DIRECTIVES:
- a) According to the HY-World 1.5 overview, at what frame rate can the framework generate long-horizon streaming videos?
- b) Continue the HY-World 1.5 overview from its last sentence.

EXCERPTED TEXT:
--- START ---
GitHub Park

HY-World 1.5: A Systematic Framework for Interactive World Modeling with Real-Time Latency and Geometric Consistency

HY-World 1.5 (WorldPlay) is a systematic and interactive world modeling framework introduced by Tencent Hunyuan. It focuses on two core characteristics: real-time low latency and long-term geometric consistency. This framework addresses the limitations of the first-generation HY-World 1.0, which was offline and lacked real-time interaction. Built upon a flow-based video diffusion model, it can generate long-horizon streaming videos at 24 FPS. It supports first-person and third-person perspective switching for both realistic and stylized scenes, enabling various applications such as 3D reconstruction, promptable events, and infinite world expansion. The framework is now fully open-source, providing model versions with different parameter counts and complete training and inference workflows.
--- END ---
EXTRACTED DATA:
--- START ---
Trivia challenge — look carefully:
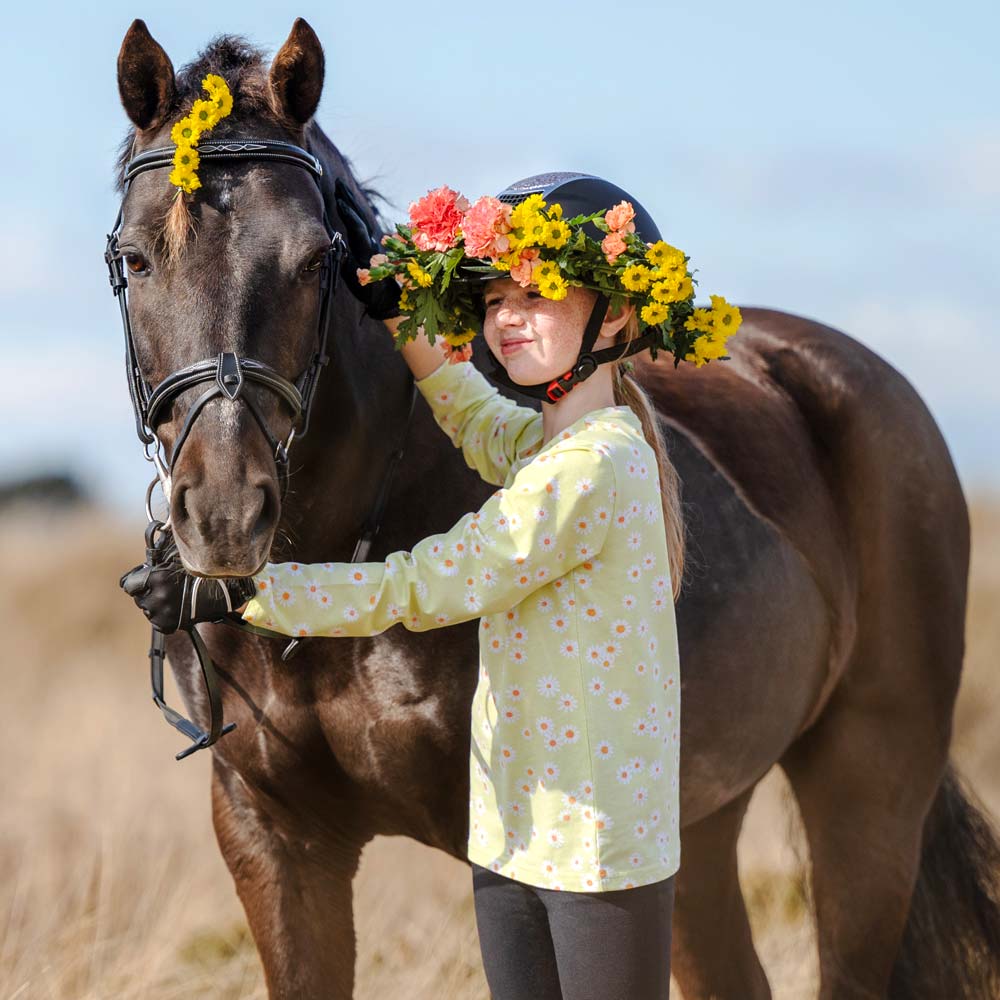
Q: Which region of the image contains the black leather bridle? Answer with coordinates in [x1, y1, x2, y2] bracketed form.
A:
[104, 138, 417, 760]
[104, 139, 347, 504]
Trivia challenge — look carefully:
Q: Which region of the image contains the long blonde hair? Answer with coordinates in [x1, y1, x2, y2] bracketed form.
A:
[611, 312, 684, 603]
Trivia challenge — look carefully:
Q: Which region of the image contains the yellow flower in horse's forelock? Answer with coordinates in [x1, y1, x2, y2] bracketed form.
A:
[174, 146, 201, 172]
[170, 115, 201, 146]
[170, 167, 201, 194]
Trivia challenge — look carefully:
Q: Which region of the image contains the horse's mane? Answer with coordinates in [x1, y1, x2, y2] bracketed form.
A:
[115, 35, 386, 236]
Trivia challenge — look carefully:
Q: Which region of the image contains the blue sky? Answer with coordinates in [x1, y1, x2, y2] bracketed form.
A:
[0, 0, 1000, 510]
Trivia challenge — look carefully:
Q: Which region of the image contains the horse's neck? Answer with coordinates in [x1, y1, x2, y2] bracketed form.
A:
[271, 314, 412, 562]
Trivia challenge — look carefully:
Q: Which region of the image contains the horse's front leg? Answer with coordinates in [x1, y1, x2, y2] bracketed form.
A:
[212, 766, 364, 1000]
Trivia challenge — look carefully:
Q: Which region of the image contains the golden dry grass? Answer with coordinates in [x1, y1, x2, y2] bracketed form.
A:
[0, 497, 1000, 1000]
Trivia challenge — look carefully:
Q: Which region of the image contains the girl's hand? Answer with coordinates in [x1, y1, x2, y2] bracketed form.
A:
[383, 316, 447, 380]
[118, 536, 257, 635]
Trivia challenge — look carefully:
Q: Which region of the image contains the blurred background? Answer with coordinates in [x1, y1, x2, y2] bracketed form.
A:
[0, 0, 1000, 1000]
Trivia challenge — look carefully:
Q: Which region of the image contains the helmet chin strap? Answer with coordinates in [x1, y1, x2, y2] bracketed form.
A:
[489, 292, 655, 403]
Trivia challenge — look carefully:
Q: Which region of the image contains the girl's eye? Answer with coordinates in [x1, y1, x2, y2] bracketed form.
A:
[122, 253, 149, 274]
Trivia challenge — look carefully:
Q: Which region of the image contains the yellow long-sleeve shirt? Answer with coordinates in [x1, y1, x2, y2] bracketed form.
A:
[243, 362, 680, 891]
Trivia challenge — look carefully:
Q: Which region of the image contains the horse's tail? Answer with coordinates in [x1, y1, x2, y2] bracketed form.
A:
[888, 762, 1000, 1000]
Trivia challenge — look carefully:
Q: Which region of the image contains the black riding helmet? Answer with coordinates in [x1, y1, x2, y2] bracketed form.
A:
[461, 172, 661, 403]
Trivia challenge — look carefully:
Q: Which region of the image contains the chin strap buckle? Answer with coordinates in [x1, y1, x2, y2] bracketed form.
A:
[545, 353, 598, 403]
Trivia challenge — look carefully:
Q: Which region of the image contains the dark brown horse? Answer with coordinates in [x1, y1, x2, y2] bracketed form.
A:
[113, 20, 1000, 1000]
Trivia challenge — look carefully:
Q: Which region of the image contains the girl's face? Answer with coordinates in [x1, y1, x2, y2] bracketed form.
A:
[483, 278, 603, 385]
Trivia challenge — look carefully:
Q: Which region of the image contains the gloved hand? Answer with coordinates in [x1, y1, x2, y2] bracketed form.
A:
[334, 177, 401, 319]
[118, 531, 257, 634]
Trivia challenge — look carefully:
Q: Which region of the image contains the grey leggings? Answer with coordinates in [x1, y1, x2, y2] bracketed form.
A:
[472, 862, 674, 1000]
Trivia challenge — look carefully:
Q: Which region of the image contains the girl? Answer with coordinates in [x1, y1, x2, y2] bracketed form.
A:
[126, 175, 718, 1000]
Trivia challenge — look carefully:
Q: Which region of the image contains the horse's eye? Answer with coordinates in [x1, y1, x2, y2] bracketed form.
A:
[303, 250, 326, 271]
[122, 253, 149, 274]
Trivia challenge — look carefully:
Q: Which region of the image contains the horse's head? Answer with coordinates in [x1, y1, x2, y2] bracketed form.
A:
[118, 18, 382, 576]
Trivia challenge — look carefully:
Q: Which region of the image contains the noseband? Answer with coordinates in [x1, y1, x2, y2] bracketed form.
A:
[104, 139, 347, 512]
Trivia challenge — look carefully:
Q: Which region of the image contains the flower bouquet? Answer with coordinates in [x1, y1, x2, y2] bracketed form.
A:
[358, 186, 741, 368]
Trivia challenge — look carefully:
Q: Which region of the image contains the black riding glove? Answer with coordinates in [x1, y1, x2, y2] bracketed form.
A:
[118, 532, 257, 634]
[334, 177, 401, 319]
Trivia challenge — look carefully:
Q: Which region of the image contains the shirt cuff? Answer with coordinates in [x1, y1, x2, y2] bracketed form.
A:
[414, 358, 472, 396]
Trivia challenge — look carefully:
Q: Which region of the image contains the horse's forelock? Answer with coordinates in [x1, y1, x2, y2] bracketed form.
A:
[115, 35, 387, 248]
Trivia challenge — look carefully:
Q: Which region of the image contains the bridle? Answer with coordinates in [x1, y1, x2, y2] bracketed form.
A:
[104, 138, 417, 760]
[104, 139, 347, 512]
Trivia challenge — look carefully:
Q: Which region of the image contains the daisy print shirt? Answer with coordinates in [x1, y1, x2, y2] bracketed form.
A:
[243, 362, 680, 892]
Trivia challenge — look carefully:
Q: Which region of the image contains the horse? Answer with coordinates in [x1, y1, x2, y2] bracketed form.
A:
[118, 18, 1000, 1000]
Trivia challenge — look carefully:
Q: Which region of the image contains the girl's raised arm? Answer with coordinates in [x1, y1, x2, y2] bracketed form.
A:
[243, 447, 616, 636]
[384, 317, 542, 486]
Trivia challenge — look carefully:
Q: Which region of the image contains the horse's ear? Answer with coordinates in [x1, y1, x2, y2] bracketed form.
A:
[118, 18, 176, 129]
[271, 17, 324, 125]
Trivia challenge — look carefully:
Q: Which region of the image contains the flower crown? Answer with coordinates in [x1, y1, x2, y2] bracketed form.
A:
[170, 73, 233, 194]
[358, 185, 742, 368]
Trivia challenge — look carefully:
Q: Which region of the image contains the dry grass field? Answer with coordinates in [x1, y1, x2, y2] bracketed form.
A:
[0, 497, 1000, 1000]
--- END ---
--- START ---
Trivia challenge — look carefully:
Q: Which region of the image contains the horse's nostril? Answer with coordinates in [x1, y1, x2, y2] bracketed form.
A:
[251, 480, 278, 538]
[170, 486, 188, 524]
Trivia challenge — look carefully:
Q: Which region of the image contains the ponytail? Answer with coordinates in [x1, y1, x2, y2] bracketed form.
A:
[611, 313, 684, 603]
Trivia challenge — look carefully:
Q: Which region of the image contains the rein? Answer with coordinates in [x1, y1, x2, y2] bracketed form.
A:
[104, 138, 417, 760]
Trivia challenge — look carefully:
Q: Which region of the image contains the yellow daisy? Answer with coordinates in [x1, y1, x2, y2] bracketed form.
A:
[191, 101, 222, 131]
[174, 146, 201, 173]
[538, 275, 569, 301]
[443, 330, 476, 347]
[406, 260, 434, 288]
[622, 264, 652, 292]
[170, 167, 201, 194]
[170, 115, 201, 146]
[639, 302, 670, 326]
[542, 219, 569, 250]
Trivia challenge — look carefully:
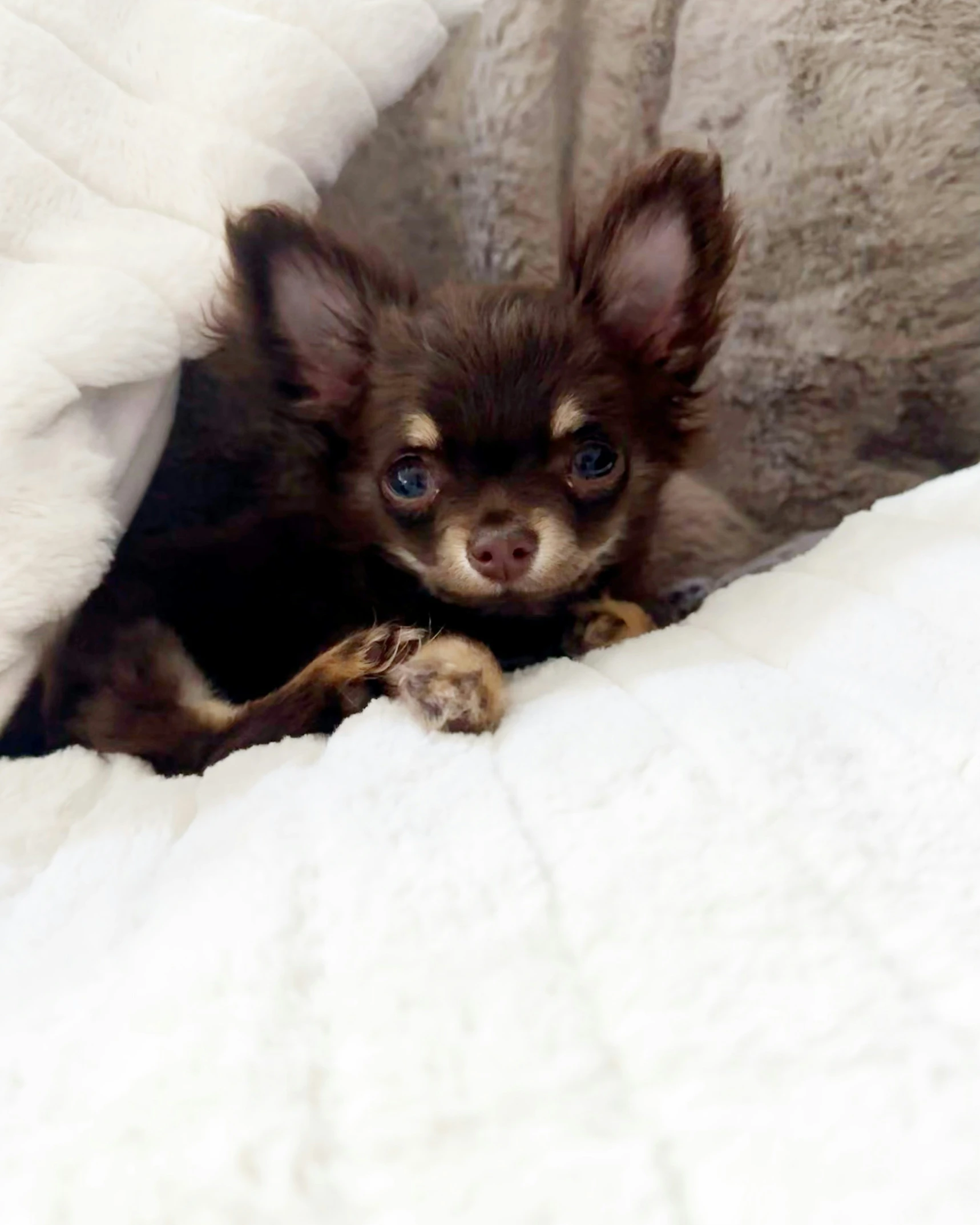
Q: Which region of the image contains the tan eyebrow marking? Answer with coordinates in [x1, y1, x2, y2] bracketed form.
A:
--- END ---
TASK-BY-TASK ANSWERS:
- a) 24 FPS

- b)
HY-World 1.5 achieves real-time interaction and ensures long-term geometric consistency, overcoming the speed-memory trade-off present in current methods:

  1. Dual Action Representation: Enables robust action control in response to user keyboard and mouse inputs, accurately following user interaction commands.
  2. Reconstructed Context Memory: Dynamically reconstructs context from past frames, ensuring the accessibility of geometrically critical distant frames through temporal reframing, effectively mitigating memory decay.
  3. WorldCompass Reinforcement Learning Post-Training Framework: Specifically designed for long-horizon autoregressive video models, it directly enhances the model's action-following capability and visual quality.
  4. Context-Enforced Distillation Method: Tailored for memory-aware models, it aligns the memory context between teacher and student models, preserving the student model's ability to utilize long-range information. This achieves real-time speed while preventing error drift.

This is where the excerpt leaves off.